**What the task requires**
Render every line of the rows below as a Markdown table with the columns Line No. and Text, giving each line's number and its wording, skipping blank lines and omitting the pictures.

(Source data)
= Beginning of Section =
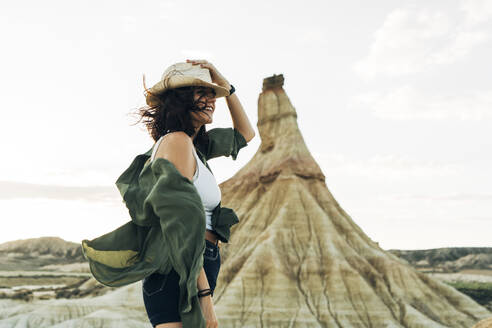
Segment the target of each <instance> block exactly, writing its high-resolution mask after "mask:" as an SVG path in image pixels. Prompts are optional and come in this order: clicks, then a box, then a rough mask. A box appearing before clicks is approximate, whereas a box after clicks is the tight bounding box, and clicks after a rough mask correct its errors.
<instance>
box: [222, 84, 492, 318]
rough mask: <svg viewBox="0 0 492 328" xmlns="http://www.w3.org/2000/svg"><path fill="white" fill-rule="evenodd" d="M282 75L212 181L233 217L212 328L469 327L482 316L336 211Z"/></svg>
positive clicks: (264, 93) (463, 294)
mask: <svg viewBox="0 0 492 328" xmlns="http://www.w3.org/2000/svg"><path fill="white" fill-rule="evenodd" d="M282 86H283V76H282V75H274V76H273V77H269V78H266V79H265V80H264V83H263V91H262V93H261V94H260V96H259V99H258V124H257V126H258V130H259V133H260V137H261V145H260V147H259V149H258V151H257V152H256V154H255V155H254V156H253V158H252V159H251V160H250V161H249V162H248V163H247V165H246V166H244V167H243V168H241V169H240V170H239V171H238V172H237V173H236V174H235V175H234V176H233V177H232V178H230V179H229V180H227V181H224V182H223V183H221V184H220V187H221V190H222V195H223V196H222V204H223V206H228V207H231V208H233V209H234V210H235V211H236V213H237V214H238V216H239V218H240V222H239V223H238V224H236V225H235V226H233V227H232V230H231V239H230V243H229V244H224V245H223V247H222V248H221V258H222V267H221V271H220V274H219V277H218V282H217V289H216V291H215V293H214V299H215V307H216V312H217V314H218V318H219V325H220V326H221V327H351V328H353V327H471V326H473V325H474V324H475V323H477V322H478V321H479V320H481V319H484V318H488V317H490V316H491V315H492V313H491V312H489V311H488V310H487V309H486V308H484V307H482V306H480V305H479V304H477V303H476V302H474V301H473V300H472V299H471V298H469V297H468V296H466V295H464V294H462V293H460V292H458V291H457V290H456V289H454V288H453V287H450V286H448V285H446V284H444V283H442V282H440V281H438V280H434V279H432V278H430V277H428V276H426V275H425V274H423V273H420V272H418V271H416V270H415V269H414V268H412V267H411V266H410V265H409V264H408V263H407V262H406V261H404V260H402V259H399V258H398V257H397V256H395V255H393V254H391V253H390V252H387V251H385V250H383V249H381V248H380V247H379V246H378V244H377V243H376V242H374V241H373V240H371V239H370V238H369V237H368V236H367V235H366V234H365V233H364V232H363V231H362V230H361V229H360V227H359V226H358V225H357V224H355V222H354V221H353V220H352V218H351V217H350V216H349V215H348V214H347V213H346V212H345V211H344V210H343V209H342V208H341V207H340V205H339V204H338V203H337V201H336V200H335V198H334V197H333V196H332V194H331V193H330V191H329V189H328V188H327V186H326V184H325V176H324V175H323V173H322V171H321V169H320V167H319V166H318V165H317V163H316V161H315V160H314V159H313V157H312V156H311V154H310V153H309V150H308V149H307V147H306V145H305V143H304V140H303V138H302V135H301V132H300V131H299V128H298V126H297V113H296V110H295V109H294V107H293V106H292V104H291V103H290V101H289V98H288V97H287V95H286V93H285V91H284V90H283V87H282Z"/></svg>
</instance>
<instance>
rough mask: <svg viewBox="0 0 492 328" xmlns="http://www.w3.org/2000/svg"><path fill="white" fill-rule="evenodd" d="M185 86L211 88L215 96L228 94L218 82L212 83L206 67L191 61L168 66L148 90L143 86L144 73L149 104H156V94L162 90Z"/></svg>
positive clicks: (176, 63) (156, 103)
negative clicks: (196, 86) (166, 68)
mask: <svg viewBox="0 0 492 328" xmlns="http://www.w3.org/2000/svg"><path fill="white" fill-rule="evenodd" d="M187 86H202V87H209V88H212V89H214V90H215V93H216V95H215V97H216V98H219V97H225V96H228V95H229V90H227V89H226V88H224V87H221V86H220V85H218V84H215V83H212V78H211V76H210V71H209V70H208V68H204V67H200V65H193V64H192V63H185V62H181V63H176V64H174V65H171V66H169V67H168V68H167V69H166V70H165V71H164V73H163V74H162V78H161V80H160V81H159V82H157V83H156V84H155V85H154V86H153V87H152V88H150V89H148V90H147V87H145V75H144V87H145V89H146V90H147V92H148V93H147V97H146V99H145V100H146V102H147V105H149V106H155V105H157V104H158V99H157V97H156V96H157V95H159V94H162V93H163V92H164V91H166V90H168V89H174V88H180V87H187Z"/></svg>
= End of Section =
**Result of the exercise**
| Line No. | Text |
|---|---|
| 1 | Segment the target of each <instance> block exactly, writing its high-resolution mask after "mask:" as an SVG path in image pixels. Prompts are optional and come in this order: clicks, then a box, then a rough mask. A box appearing before clicks is approximate, whereas a box after clicks is the tight bounding box, and clicks after a rough mask correct its errors. |
| 2 | <instance> |
| 3 | box: [222, 84, 492, 318] |
| 4 | rough mask: <svg viewBox="0 0 492 328" xmlns="http://www.w3.org/2000/svg"><path fill="white" fill-rule="evenodd" d="M282 75L212 181L233 217L212 328L469 327L482 316L336 211Z"/></svg> |
| 5 | positive clicks: (264, 93) (463, 294) |
| 6 | mask: <svg viewBox="0 0 492 328" xmlns="http://www.w3.org/2000/svg"><path fill="white" fill-rule="evenodd" d="M282 86H283V76H282V75H274V76H273V77H269V78H266V79H265V80H264V83H263V91H262V93H261V94H260V96H259V99H258V124H257V126H258V130H259V133H260V137H261V145H260V147H259V149H258V151H257V152H256V154H255V155H254V156H253V158H252V159H251V160H250V161H249V162H248V163H247V165H246V166H244V167H243V168H241V169H240V170H239V171H238V172H237V173H236V174H235V175H234V176H233V177H232V178H230V179H229V180H227V181H224V182H223V183H221V184H220V187H221V190H222V195H223V196H222V204H223V206H228V207H231V208H233V209H234V210H235V211H236V213H237V214H238V216H239V218H240V222H239V223H238V224H236V225H235V226H233V227H232V230H231V239H230V243H229V244H224V245H223V247H222V248H221V258H222V267H221V271H220V274H219V277H218V282H217V289H216V291H215V293H214V299H215V307H216V312H217V314H218V318H219V325H220V326H221V327H351V328H353V327H471V326H473V325H474V324H475V323H477V322H478V321H479V320H481V319H484V318H488V317H490V316H491V315H492V313H491V312H489V311H488V310H487V309H486V308H484V307H482V306H480V305H479V304H477V303H476V302H474V301H473V300H472V299H471V298H469V297H468V296H466V295H464V294H462V293H460V292H458V291H457V290H456V289H454V288H453V287H450V286H448V285H446V284H444V283H442V282H440V281H438V280H434V279H432V278H430V277H428V276H426V275H425V274H423V273H420V272H418V271H416V270H415V269H414V268H412V267H411V266H410V265H409V264H408V263H407V262H406V261H404V260H402V259H399V258H398V257H397V256H395V255H393V254H391V253H390V252H387V251H385V250H383V249H381V248H380V247H379V246H378V244H377V243H376V242H374V241H373V240H371V239H370V238H369V237H368V236H367V235H366V234H365V233H364V232H363V231H362V230H361V229H360V227H359V226H358V225H357V224H355V222H354V221H353V220H352V218H351V217H350V216H349V215H348V214H347V213H346V212H345V211H344V210H343V209H342V208H341V207H340V205H339V204H338V203H337V201H336V200H335V198H334V197H333V196H332V194H331V193H330V191H329V189H328V188H327V186H326V184H325V176H324V175H323V173H322V171H321V169H320V167H319V166H318V165H317V163H316V161H315V160H314V159H313V157H312V156H311V154H310V153H309V150H308V149H307V147H306V145H305V143H304V140H303V138H302V135H301V132H300V131H299V128H298V126H297V113H296V110H295V109H294V107H293V106H292V104H291V103H290V101H289V98H288V97H287V95H286V93H285V91H284V90H283V87H282Z"/></svg> |
| 7 | </instance> |
| 8 | <instance> |
| 9 | rough mask: <svg viewBox="0 0 492 328" xmlns="http://www.w3.org/2000/svg"><path fill="white" fill-rule="evenodd" d="M185 86L211 88L215 96L228 94L218 82L212 83L206 67L191 61L168 66L148 90L143 86L144 73L149 104H156V94L162 90Z"/></svg> |
| 10 | positive clicks: (176, 63) (156, 103) |
| 11 | negative clicks: (196, 86) (166, 68) |
| 12 | mask: <svg viewBox="0 0 492 328" xmlns="http://www.w3.org/2000/svg"><path fill="white" fill-rule="evenodd" d="M187 86H202V87H209V88H212V89H214V90H215V93H216V95H215V97H216V98H219V97H225V96H228V95H229V90H227V89H226V88H224V87H221V86H220V85H218V84H215V83H212V78H211V76H210V71H209V70H208V68H204V67H200V65H193V64H192V63H185V62H181V63H176V64H174V65H171V66H169V67H168V68H167V69H166V70H165V71H164V73H163V74H162V78H161V80H160V81H159V82H157V83H156V84H155V85H154V86H153V87H152V88H150V89H148V90H147V87H145V75H144V87H145V89H146V90H147V92H148V93H147V97H146V99H145V100H146V102H147V105H149V106H155V105H157V104H158V99H157V97H156V96H157V95H159V94H162V93H163V92H164V91H166V90H168V89H174V88H180V87H187Z"/></svg> |